Reading passage:

________________________________________

Most human sORFs are young and have emerged de novo
(A) Phylogenetic tree of the mammalian taxa comprising 120 mammalian species used for sORF genomic alignments (n = 7,264). sORFs were classified into lncRNA-ORFs (lncORFs), upstream ORFs (uORFs), upstream overlapping ORFs (uoORFs), internal ORFs (intORFs), and downstream ORFs (dORFs). For comparison, we included 527 sCDS. The heatmap displays the pairwise aa identity (%) of all sORFs and sCDSs (columns) across the 120 species’ genomes (rows).
(B) Numbers of evaluated sORFs and sCDS separated by ORF biotype.
(C) Conservation scores (CSs) calculated across non-primate mammalian species. Dotted lines represent the CS cutoff of 8 (STAR Methods). sORFs and sCDS with (red) or without (light blue) significant protein sequence conservation are displayed below.
(D) Dot plots displaying the average and 95% confidence interval of sORF, sCDS, and untranslated ORF truncation introduced by the most upstream stop codon in the aligned counterpart regions of the sequences. sORFs are divided by biotype and conservation of aa sequences. Internal sORFs (intORFs) were not considered due to additional constraints acting to preserve the frame of the sequence.
(E) Top: total numbers of conserved (CS ≥ 8) and young sORFs (CS < 8). Bottom: schematic of the classification of young sORFs (n = 6,506) based on conservation of ORF structures. We defined three levels of conservation: humans, old world monkeys, and primatomorpha.
(F) Numbers of evolutionarily young sORFs per level of conservation of ORF structures.
(G) Violin plots with the numbers of human23 (left) and macaque23 (right) brain Ribo-seq reads mapped to human brain translated ORFs (n = 830), by absence (light blue) or presence (dark blue) of conservation in macaque. Statistical differences were assessed by Wilcoxon signed-rank test. Horizontal bars represent the median values. ns, not significant.
(H) Percentages of sORFs translated in the human brain with aligned counterpart regions translated in macaque. sORFs are divided by biotype and by the presence (dark blue) or absence (rlight blue) of conservation in macaques.
(I) Schematic of modes of sORF evolution and numbers of young sORFs per category.

________________________________________

Source material:
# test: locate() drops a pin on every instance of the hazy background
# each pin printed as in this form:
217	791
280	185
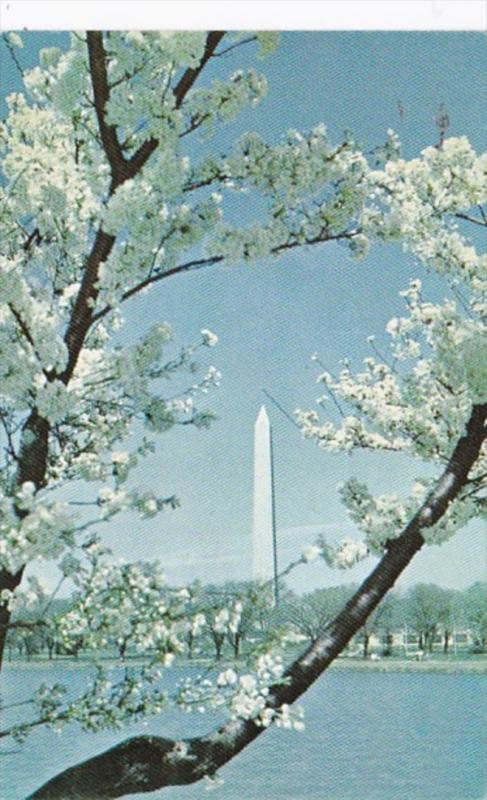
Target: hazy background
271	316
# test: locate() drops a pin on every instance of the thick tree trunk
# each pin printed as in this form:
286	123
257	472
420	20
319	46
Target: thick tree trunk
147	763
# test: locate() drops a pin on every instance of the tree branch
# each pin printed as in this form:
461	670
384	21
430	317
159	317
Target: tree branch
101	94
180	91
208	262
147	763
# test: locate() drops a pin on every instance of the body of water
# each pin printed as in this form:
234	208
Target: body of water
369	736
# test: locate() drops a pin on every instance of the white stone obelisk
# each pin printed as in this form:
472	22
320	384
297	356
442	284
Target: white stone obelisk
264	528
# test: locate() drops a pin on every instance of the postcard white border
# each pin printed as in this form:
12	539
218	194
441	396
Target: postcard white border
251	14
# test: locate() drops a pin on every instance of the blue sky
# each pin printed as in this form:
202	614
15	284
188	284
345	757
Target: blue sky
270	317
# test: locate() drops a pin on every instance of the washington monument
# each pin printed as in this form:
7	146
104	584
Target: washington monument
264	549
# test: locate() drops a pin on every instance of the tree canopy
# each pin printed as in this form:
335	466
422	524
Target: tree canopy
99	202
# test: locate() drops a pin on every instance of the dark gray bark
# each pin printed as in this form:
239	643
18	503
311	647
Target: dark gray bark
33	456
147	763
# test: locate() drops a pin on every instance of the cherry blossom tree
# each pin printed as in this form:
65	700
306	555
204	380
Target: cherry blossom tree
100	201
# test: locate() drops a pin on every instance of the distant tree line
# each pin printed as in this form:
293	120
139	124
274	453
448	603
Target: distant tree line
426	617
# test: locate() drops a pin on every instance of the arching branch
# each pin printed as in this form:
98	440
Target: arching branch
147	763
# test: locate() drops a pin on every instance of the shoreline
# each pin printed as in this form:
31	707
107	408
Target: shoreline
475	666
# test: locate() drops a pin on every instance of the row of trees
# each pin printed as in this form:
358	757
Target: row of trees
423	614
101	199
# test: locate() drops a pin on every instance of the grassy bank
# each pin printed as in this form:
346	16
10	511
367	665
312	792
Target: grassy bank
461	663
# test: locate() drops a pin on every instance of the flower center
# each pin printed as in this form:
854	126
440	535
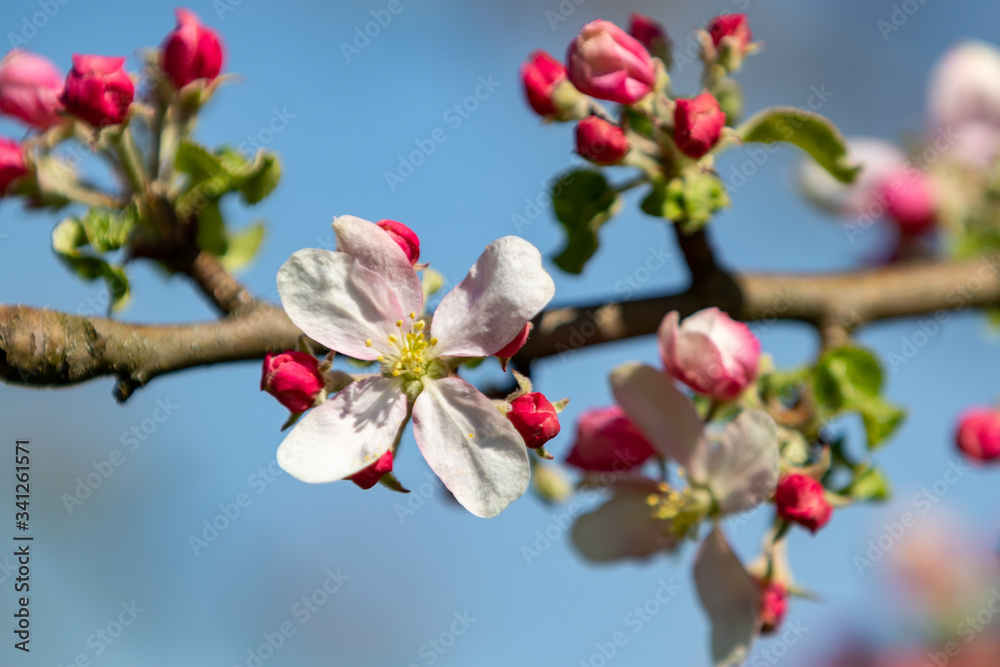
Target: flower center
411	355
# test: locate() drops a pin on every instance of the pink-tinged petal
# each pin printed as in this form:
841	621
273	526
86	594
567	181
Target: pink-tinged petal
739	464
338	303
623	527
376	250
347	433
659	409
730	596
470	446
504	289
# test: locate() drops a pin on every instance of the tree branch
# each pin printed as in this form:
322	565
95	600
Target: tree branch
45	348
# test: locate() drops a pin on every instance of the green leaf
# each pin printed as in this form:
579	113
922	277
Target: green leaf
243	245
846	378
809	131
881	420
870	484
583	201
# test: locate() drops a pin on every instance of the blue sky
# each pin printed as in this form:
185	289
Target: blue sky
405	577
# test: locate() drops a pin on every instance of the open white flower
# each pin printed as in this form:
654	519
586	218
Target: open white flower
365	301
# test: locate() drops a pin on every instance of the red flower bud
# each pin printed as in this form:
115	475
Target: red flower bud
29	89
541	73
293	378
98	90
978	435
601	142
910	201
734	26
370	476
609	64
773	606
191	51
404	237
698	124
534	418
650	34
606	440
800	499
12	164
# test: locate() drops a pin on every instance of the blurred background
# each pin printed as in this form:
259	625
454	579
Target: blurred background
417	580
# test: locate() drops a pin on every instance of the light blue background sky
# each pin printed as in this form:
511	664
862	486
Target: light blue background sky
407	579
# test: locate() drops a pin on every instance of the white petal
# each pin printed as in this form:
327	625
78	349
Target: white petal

________________________________________

Work instructions:
a. In the figure legend on human sORFs, rewrite the passage from "(E) Top: total" up to and including "of conservation of ORF structures.", replacing "primatomorpha" with "Primatomorpha".
b. According to the figure legend on human sORFs, how many mammalian species were used for the sORF genomic alignments?

Answers by task:
a.
(E) Top: total numbers of conserved (CS ≥ 8) and young sORFs (CS < 8). Bottom: schematic of the classification of young sORFs (n = 6,506) based on conservation of ORF structures. We defined three levels of conservation: humans, old world monkeys, and Primatomorpha.
(F) Numbers of evolutionarily young sORFs per level of conservation of ORF structures.

b. 120 mammalian species.